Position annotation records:
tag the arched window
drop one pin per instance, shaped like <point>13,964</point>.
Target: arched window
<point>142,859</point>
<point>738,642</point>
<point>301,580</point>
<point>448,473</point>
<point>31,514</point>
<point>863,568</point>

### PROBLEM REQUIREMENTS
Lay out every line of the records above as a numbered list, leaving out any blank lines.

### RESPONSE TO THE EXERCISE
1. tag the arched window
2. drop one pin per instance, shaped like <point>13,964</point>.
3. Target: arched window
4. <point>142,859</point>
5. <point>738,642</point>
6. <point>301,580</point>
7. <point>448,473</point>
8. <point>31,514</point>
9. <point>863,568</point>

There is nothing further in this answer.